**Quoted text**
# My bunny Bertie always flops over



## Bertiethebunny123 (Apr 21, 2013)

My lovely bunny Bertie always flops over on his side very suddenly. It's so cute!!
He is meant to be a Rex rabbit, but he looks nothing like one. I think his mum bred with a Rex, and the mum was a wild rabbit. (Or vice verser) 
Bertie looks like a wild rabbit!:brown-bunny

&#128048;


----------



## coco_puffs (Apr 21, 2013)

Coco does this quite a bit too. He could be very active and then CRASH! Usually against a wall. I've heard this is a sign of contentment. Yesterday we caught him sleeping on his side curled up almost in the fetal position, just *passed out* - sweetest thing I ever saw


----------



## whitelop (Apr 21, 2013)

It is a sign of contentment and happiness! You have a happy bunny!


----------



## Ilovemyrabbit (Apr 21, 2013)

Yes, it means he is happy and content. You have a happy Bertie bunny!


----------



## jimsamsmom (Apr 21, 2013)

Rollo does that too, we get a little startled sometimes because he will flop in his cage and it makes a loud thump. We always go running to see if he is ok and there he is all laid out chilling LOL.


----------



## Blue eyes (Apr 21, 2013)

Pictures! Let's see pictures!


----------



## Azerane (Apr 22, 2013)

**Stated goal A**
Please rewrite the paragraph in the rabbit forum thread that begins "Coco does this quite a bit too" as a short bulleted list, keeping its main facts.
**Stated goal B**
Answer these questions from the rabbit forum thread, one per line:
(i) What breed is Bertie meant to be?
(ii) What does Rollo's flop in his cage make?
(iii) What does Blue eyes ask to see?

**Dataset content**
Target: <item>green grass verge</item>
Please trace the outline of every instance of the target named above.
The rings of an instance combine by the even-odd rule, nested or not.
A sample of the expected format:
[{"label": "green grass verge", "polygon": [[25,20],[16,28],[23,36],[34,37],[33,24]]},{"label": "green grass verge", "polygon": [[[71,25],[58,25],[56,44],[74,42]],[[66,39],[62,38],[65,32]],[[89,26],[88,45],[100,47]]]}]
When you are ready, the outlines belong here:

**Correct output A**
- Coco often flops over too.
- He can be very active and then suddenly crash, usually against a wall.
- The poster has heard this is a sign of contentment.
- Yesterday he was caught sleeping on his side, curled up almost in the fetal position, completely passed out.

**Correct output B**
(i) A Rex rabbit.
(ii) A loud thump.
(iii) Pictures.